--- 待完成任务 ---
- a) 用两句话概括这份关于指针扫描最终实现方案的文字。
- b) 从最后一行之后开始，续写这份指针扫描实现方案。

--- 所示文本 ---
#####

Pointer Scan — Final Implementation Plan
Why This Plan Exists
三次尝试全部失败:
- Server BFS (v1-v3): collect 10M pairs → 160MB → OOM;BFS level 2 爆 1.7M hits
- Kernel DFS (3-28): 226 秒扫完,找到 10 条链,但中间经过堆临时对象,GC 后断裂
- Client UI: 代码已 revert
失败根因:UE4 指针链 depth > 10,堆引用极度密集(每个 UObject 有 Outer/Class/Package 指针),反向扫描本质上被噪声淹没。
但 ptrscan 仍然有价值:对没有 SDK dump 的游戏(非 UE4),或者作为初始探索工具找到 static base 附近的稳定链。CE 的 ptrscan 就是这么用的。
Architecture: Kernel-BFS (per-level scan)
不收集 pairs。每层直接 kmap 扫全内存,用 sorted target array 做 binary search 匹配。
Client Server Kernel (shadow_ce.ko)
| | |
|--- CMD 0xD6 ----------->| |
| (pid,target, |--- ioctl PTRSCAN ------->|
| depth,offset, | |
| flags) | | Level 0: target
| | | Level 1: scan ALL rw pages
| | | for each page:
| | | kmap → scan 8B aligned
| | | bsearch sorted targets
| | | hit → add to next level
| | | hit in static → record chain
| | | Level 2..N: repeat
| | |
| |<-- chains + modules -----|
|<-- wire response -------| |
| | |
display results | |Why Kernel-BFS, Not Collect-Then-BFS
| Collect + Server BFS | Kernel BFS (per-level) | |
|---|---|---|
| Memory | 160MB pairs + sort buffer | ~4MB (cur + nxt level arrays) |
| OOM risk | High (4.6GB game → 48M ptrs) | Zero |
| Speed | 1-3s (sort dominant) | ~2s/level × depth |
| Complexity | Kernel + server both complex | Kernel does everything, server trivial |
Why Not DFS
DFS (current 3-28 code) 每层也扫全内存,但 226 秒是因为它在 depth-first 路径上对每个 candidate 都做全扫描。BFS 每层只扫一次,所有当前层 targets 一次性匹配。10 层 BFS = 10 次全扫描 = ~20s。10 层 DFS 可能 = 数百次全扫描。
Kernel Module: shadow_ce.c + shadow_ce.h
New ioctl: SHADOW_CE_PTRSCAN (CE_IOC_MAGIC, 20)

#####

--- 所给资料 ---
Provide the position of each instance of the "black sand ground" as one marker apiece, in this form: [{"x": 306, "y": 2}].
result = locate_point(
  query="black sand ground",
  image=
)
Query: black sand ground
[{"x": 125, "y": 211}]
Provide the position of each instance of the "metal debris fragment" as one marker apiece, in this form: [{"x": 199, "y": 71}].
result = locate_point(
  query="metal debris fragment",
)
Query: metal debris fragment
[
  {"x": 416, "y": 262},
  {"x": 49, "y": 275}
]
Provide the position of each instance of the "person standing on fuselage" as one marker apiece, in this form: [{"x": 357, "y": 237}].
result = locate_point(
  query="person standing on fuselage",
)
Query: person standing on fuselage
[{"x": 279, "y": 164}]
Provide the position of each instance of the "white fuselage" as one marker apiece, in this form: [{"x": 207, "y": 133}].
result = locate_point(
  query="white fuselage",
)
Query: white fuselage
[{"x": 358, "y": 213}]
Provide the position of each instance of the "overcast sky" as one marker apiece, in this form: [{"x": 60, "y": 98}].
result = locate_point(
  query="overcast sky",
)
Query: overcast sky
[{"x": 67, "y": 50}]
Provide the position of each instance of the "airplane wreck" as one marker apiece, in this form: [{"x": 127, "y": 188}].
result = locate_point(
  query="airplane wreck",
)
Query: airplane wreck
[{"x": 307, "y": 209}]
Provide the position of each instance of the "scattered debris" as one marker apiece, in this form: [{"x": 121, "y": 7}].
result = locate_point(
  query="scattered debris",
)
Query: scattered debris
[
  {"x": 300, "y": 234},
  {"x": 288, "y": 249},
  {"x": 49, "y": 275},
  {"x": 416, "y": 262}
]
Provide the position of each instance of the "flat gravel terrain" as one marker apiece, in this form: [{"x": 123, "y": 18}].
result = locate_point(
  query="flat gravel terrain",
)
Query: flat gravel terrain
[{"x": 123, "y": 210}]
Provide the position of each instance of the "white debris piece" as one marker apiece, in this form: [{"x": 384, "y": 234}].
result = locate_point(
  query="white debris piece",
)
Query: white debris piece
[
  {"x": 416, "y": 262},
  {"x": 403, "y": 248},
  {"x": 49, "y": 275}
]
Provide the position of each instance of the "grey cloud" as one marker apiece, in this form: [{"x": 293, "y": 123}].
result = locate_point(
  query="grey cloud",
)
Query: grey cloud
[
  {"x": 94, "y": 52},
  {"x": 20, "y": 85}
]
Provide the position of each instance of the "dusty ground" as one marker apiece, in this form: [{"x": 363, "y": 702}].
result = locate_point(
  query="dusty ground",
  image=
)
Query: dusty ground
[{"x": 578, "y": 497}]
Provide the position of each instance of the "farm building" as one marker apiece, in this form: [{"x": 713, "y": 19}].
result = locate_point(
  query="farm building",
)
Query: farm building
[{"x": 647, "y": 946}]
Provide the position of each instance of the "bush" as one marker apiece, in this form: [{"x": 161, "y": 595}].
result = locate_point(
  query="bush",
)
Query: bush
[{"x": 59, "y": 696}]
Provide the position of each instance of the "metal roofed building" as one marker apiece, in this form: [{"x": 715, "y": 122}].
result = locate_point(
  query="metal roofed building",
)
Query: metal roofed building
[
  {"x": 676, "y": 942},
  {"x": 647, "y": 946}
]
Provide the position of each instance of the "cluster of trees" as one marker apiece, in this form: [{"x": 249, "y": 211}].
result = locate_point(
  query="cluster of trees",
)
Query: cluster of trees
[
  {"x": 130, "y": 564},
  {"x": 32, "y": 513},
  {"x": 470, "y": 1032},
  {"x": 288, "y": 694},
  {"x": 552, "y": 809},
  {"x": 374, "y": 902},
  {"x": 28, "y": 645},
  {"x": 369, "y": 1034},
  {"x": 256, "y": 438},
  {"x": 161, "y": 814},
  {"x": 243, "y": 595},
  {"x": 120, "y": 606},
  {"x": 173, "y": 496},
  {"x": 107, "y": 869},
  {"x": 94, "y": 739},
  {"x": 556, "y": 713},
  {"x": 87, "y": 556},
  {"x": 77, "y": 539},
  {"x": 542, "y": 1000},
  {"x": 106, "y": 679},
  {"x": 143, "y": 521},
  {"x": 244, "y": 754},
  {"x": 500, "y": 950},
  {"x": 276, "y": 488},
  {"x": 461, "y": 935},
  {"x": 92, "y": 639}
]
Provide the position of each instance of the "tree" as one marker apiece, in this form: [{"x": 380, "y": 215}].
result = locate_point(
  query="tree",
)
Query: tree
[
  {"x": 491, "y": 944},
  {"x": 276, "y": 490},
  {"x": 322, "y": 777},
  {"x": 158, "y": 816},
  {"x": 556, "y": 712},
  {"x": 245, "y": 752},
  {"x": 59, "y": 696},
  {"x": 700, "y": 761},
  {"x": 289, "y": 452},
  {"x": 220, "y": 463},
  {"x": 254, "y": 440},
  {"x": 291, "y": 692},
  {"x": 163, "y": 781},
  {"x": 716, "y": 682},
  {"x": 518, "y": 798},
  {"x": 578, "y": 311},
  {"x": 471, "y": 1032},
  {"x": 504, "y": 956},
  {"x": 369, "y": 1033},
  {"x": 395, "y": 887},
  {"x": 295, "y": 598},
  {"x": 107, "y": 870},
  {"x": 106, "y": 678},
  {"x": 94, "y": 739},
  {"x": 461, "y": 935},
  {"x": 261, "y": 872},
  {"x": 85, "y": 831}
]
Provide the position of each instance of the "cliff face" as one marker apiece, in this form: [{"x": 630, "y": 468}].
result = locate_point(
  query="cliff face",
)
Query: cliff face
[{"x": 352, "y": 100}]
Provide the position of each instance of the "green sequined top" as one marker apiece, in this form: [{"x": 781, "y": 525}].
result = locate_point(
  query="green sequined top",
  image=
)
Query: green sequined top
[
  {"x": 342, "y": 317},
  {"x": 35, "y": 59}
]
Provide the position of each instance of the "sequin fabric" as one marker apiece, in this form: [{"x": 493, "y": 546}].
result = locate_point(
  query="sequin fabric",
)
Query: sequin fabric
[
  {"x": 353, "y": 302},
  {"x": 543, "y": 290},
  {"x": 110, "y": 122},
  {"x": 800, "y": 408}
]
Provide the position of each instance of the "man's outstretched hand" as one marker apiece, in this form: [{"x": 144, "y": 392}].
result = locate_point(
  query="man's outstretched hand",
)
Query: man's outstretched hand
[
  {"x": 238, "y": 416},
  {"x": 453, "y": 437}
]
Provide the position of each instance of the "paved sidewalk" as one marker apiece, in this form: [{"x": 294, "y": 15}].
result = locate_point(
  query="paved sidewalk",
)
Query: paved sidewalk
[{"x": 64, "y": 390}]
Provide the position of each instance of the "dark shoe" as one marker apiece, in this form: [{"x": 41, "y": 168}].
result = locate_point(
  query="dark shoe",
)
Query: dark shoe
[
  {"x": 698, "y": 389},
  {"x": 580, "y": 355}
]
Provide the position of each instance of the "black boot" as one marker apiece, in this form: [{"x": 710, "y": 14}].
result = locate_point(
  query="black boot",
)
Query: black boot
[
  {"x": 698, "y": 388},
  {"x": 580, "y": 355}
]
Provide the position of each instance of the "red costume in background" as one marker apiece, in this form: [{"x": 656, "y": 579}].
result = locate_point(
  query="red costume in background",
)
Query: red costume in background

#####

--- 依次输出 ---
- a) 此前的服务端 BFS、内核 DFS 和客户端界面三次尝试都失败了，根因是 UE4 指针链深度超过 10、堆引用极度密集，反向扫描被噪声淹没，但 ptrscan 对没有 SDK dump 的非 UE4 游戏，或作为在 static base 附近寻找稳定链的初始探索工具，仍有价值。最终方案改为内核逐层 BFS：不再收集 pairs，每层直接 kmap 扫描全内存，并在排序后的目标数组中做二分查找，内存只需约 4MB，没有 OOM 风险，而且每层只扫描一次，比 DFS 快得多。

- b)
/* shadow_ce.h */
#define PTRSCAN_MAX_DEPTH 16
#define PTRSCAN_MAX_RESULTS 4096
#define PTRSCAN_PER_LEVEL 65536 /* max nodes per BFS level */
/* Flags */
#define PTRSCAN_F_ALIGNED (1 << 0) /* 8-byte aligned only (default) */
#define PTRSCAN_F_NEGATIVE (1 << 1) /* allow negative offsets */
struct ce_ptrscan_chain {
uint32_t depth;
/* chain[0] = static base addr, chain[depth-1] = near target */
uint64_t addrs[PTRSCAN_MAX_DEPTH];
int32_t offsets[PTRSCAN_MAX_DEPTH];
};
struct ce_ptrscan_req {
int32_t pid;
uint64_t target;
uint64_t mask; /* 0 = default 0x0000FFFFFFFFFFFF */
uint32_t depth_max; /* clamped to PTRSCAN_MAX_DEPTH */
uint32_t offset_max; /* max abs(offset) in bytes */
uint32_t flags;
uint32_t max_results;
uint64_t result_buf; /* userspace ptr to ce_ptrscan_chain[] */
uint32_t result_count; /* out */
uint32_t scan_time_ms; /* out: total time in ms */
};do_ptrscan() Algorithm
Input: target address, depth_max, offset_max
Output: chains from target to static bases
1. Collect VMA info (one mmap_read_lock):
- rw_ranges[]: all VM_WRITE VMAs → scan these
- static_regions[]: file-backed rw- VMAs (exclude .vdex/.odex/.art/.oat/kgsl/mali)
- Also include [anon:.bss] immediately after file-backed rw- as static
(GEngine lives in .bss!)
2. cur_level = [{addr: target, chain_idx: 0}]
Sort cur_level by addr
3. For level = 1 to depth_max:
nxt_level = []
For each rw page in rw_ranges:
kmap_local_page
For each 8-byte aligned value V in page:
V = untagged_addr(V)
if V < 0x1000: skip (NULL-ish)
// Binary search cur_level for any entry where |entry.addr - V| <= offset_max
idx = lower_bound(cur_level, V - offset_max)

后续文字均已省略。